Exercise
What is needed is an exact transcription of every entry below.

Source records
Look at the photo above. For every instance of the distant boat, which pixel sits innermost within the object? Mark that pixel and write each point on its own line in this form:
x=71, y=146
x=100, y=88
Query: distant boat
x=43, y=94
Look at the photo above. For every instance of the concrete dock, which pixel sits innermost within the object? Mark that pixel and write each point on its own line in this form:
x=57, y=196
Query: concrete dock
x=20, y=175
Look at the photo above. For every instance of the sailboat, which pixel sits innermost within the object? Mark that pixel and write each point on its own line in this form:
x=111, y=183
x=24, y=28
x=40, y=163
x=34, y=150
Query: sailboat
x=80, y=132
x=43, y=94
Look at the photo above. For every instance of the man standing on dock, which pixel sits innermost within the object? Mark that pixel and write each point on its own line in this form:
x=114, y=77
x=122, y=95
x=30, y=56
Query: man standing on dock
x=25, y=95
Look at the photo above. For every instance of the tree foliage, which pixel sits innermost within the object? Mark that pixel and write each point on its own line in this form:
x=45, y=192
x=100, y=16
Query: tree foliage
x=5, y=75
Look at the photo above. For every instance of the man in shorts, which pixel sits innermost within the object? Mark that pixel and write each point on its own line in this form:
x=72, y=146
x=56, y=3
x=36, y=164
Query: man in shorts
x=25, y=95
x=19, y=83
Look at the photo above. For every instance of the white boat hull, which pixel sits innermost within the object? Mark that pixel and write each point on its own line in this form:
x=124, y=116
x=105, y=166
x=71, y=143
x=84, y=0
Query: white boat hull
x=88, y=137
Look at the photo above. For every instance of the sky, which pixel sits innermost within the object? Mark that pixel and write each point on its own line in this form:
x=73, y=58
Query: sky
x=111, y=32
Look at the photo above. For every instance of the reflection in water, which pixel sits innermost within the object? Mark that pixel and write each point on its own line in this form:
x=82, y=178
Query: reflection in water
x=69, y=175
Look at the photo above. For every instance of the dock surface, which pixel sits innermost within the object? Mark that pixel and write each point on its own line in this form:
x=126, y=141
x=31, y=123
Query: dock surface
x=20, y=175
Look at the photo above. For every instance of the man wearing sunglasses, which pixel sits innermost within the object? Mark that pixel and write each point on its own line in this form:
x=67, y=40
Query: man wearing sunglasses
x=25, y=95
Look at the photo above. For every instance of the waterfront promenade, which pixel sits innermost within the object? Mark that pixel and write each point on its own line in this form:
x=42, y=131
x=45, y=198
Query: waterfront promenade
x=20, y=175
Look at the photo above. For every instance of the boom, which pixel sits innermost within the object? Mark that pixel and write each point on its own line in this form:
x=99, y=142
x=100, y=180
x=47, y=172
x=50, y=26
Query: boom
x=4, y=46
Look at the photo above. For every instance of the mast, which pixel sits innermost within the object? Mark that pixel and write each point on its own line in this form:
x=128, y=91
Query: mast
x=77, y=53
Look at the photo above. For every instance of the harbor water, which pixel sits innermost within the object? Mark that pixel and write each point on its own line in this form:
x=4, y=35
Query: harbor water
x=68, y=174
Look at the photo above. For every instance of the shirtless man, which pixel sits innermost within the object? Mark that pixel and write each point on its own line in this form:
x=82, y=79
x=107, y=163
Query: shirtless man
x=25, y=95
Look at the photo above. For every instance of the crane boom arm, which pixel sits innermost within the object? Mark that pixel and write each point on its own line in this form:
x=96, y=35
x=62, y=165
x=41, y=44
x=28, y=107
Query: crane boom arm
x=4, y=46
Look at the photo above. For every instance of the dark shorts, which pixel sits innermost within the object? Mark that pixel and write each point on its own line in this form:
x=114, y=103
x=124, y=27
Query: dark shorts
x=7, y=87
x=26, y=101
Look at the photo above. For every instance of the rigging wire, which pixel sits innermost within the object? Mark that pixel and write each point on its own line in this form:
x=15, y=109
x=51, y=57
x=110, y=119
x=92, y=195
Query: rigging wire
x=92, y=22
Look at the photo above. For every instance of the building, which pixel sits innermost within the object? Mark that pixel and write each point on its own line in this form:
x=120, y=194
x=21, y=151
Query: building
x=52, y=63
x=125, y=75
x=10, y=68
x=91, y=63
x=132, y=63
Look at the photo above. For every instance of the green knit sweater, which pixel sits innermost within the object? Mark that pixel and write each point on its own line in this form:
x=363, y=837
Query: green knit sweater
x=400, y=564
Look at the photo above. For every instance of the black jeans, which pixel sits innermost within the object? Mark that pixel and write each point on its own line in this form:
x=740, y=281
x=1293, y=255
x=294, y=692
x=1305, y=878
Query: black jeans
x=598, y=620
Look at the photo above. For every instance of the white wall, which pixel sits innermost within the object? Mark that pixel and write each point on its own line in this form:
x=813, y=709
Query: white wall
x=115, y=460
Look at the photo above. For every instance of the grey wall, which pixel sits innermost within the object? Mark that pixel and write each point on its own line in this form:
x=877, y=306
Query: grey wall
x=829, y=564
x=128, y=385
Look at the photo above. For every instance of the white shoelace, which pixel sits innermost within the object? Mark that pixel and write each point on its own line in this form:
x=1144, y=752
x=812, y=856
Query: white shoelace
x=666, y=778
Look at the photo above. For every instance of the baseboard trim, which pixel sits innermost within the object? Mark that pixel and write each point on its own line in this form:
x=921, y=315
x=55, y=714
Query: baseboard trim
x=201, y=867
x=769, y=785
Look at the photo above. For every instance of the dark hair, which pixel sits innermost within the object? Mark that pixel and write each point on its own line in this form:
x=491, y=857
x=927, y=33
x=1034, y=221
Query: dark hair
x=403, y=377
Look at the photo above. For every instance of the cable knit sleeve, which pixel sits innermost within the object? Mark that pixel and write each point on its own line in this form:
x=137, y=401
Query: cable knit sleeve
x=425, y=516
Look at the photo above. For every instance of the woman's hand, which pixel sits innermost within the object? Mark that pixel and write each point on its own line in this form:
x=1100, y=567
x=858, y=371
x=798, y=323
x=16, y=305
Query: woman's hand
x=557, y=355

Answer box
Look at the photo above. For every instance of the distant boat, which pixel sits innermost within the object? Mark that pixel and write each point on its own line in this form:
x=71, y=146
x=100, y=88
Query: distant boat
x=43, y=94
Look at the photo above. For every instance of the concrete dock, which pixel sits innermost within the object? Mark that pixel and write each point on its own line in this form:
x=57, y=196
Query: concrete dock
x=20, y=175
Look at the photo above. For every instance of the sailboat, which pixel sits innermost within the object? Mark that pixel and write each point on its own line in this form:
x=111, y=183
x=24, y=28
x=40, y=163
x=34, y=150
Query: sailboat
x=80, y=132
x=43, y=94
Look at the photo above. For every instance of the man standing on dock, which pixel sits innermost within the object? Mark that pixel and write each point on its own line in this form:
x=114, y=77
x=122, y=95
x=30, y=56
Query: man standing on dock
x=25, y=95
Look at the photo above. For every instance of the tree foliage, which pixel sits innermost within the object? Mark that pixel and write each point on its own line in this form:
x=45, y=192
x=100, y=16
Query: tree foliage
x=5, y=75
Look at the photo above. For every instance of the man in shorts, which pixel sits innermost within the object? Mark that pixel and write each point on its own line in this form:
x=72, y=146
x=56, y=3
x=36, y=164
Query: man in shorts
x=25, y=95
x=19, y=83
Look at the photo above. For every instance of the white boat hull, which pixel sits innermost within the object? Mark that pixel and write each point on its own line in this form:
x=124, y=116
x=105, y=166
x=71, y=143
x=84, y=0
Query: white boat hull
x=88, y=137
Look at the photo above. For every instance of the sky, which pixel sits innermost within the object? Mark that pixel and write each point on its own line in this form:
x=73, y=58
Query: sky
x=111, y=32
Look at the photo above. For every instance of the reflection in water, which pixel sits innermost within the object? Mark that pixel and write each point on its own line in this form:
x=82, y=178
Query: reflection in water
x=69, y=175
Look at the photo above. For every instance of the dock surface, which pixel sits innermost within the object? Mark that pixel and write each point on its own line in this form:
x=126, y=141
x=31, y=123
Query: dock surface
x=20, y=175
Look at the photo above. For every instance of the man wearing sunglasses, which pixel sits innermost within the object? Mark that pixel and write each point on its own line in this form:
x=67, y=40
Query: man wearing sunglasses
x=25, y=95
Look at the photo above. For every instance of the waterfront promenade, which pixel sits innermost within the object? Mark that pixel and write each point on its own line in this form:
x=42, y=131
x=45, y=198
Query: waterfront promenade
x=20, y=175
Look at the photo above. For every instance of the boom, which pixel sits innermost within the object? Mark that pixel and write each point on its own line in this form:
x=99, y=142
x=100, y=180
x=47, y=172
x=50, y=26
Query: boom
x=4, y=46
Look at the photo above. For every instance of the mast, which pixel sits innermost within the object? Mark that pixel and write each point on its own line in this form:
x=128, y=91
Query: mast
x=77, y=53
Look at the photo above. For every instance of the harbor water, which pixel sits innermost within the object? Mark that pixel and write each point on its own line in this form:
x=4, y=35
Query: harbor water
x=68, y=174
Look at the photo above. For every instance of the shirtless man, which pixel sits innermost within the object? Mark that pixel and write each point on its own line in this form:
x=82, y=79
x=107, y=163
Query: shirtless man
x=25, y=95
Look at the photo above. For every instance of the crane boom arm, which pixel sits innermost within the object? Mark that pixel and write each point on its own line in this form:
x=96, y=35
x=62, y=165
x=41, y=44
x=28, y=107
Query: crane boom arm
x=4, y=46
Look at the photo above. For every instance of the dark shorts, which pixel sits innermost within the object? Mark that pixel and write each point on its own line in this form:
x=114, y=103
x=124, y=27
Query: dark shorts
x=7, y=87
x=26, y=101
Look at the photo above. For every instance of the rigging wire, which pixel sits innermost within the object? Mark that pixel and write each point on its own line in this form:
x=15, y=109
x=51, y=57
x=110, y=119
x=92, y=195
Query: rigging wire
x=92, y=22
Look at the photo above. For every instance of the building, which pixel sits innermost within the object? Mark that pixel and write each point on its own line in this form:
x=120, y=194
x=21, y=151
Query: building
x=52, y=63
x=125, y=75
x=10, y=68
x=91, y=63
x=132, y=63
Look at the photo above. For every instance of the green knit sweater, which pixel sits innermost within the object? Mark that pixel and write each point on its own line in this form:
x=363, y=837
Query: green knit sweater
x=400, y=564
Look at the photo above. For every instance of the black jeans, which pixel sits innermost within the object? Mark that pixel and write each point on its own line in this form:
x=740, y=281
x=1293, y=255
x=294, y=692
x=1305, y=878
Query: black jeans
x=598, y=620
Look at the photo above. For every instance of the white wall, which pixel sits innermost within the object? Mark that pixel and write each point on its own line in this form:
x=813, y=709
Query: white wall
x=115, y=460
Look at the photo above. For every instance of the grey wall, which pixel sits innermost within the object? Mark that pixel and write each point on its own line in this form:
x=877, y=306
Query: grey wall
x=829, y=564
x=128, y=385
Look at the photo above. For every instance of the white shoelace, which pixel sits innermost within the object? Mark that pixel and write each point on its own line in this form:
x=1144, y=752
x=812, y=856
Query: white shoelace
x=666, y=778
Look at the photo above. For every instance of the baseboard trim, which pixel sits innermost within the object? Mark that pixel and write each point on its own line in this form:
x=921, y=315
x=55, y=714
Query: baseboard trim
x=201, y=867
x=769, y=785
Look at the photo above. For every instance of the dark hair, which pixel sits innermost within the object? Mark that pixel and write each point on its own line in this form:
x=491, y=857
x=927, y=33
x=1034, y=221
Query: dark hair
x=403, y=377
Look at the photo above. For every instance of the cable knit sleeve, which pixel sits innermost within the object? Mark that pixel and write each point on its own line in this form:
x=137, y=401
Query: cable knit sleeve
x=425, y=516
Look at the photo above. For every instance of the woman's hand, which pixel sits innermost within the object? Mark that pixel and write each point on its own line in this form:
x=1100, y=567
x=858, y=371
x=798, y=323
x=16, y=305
Query: woman's hand
x=557, y=355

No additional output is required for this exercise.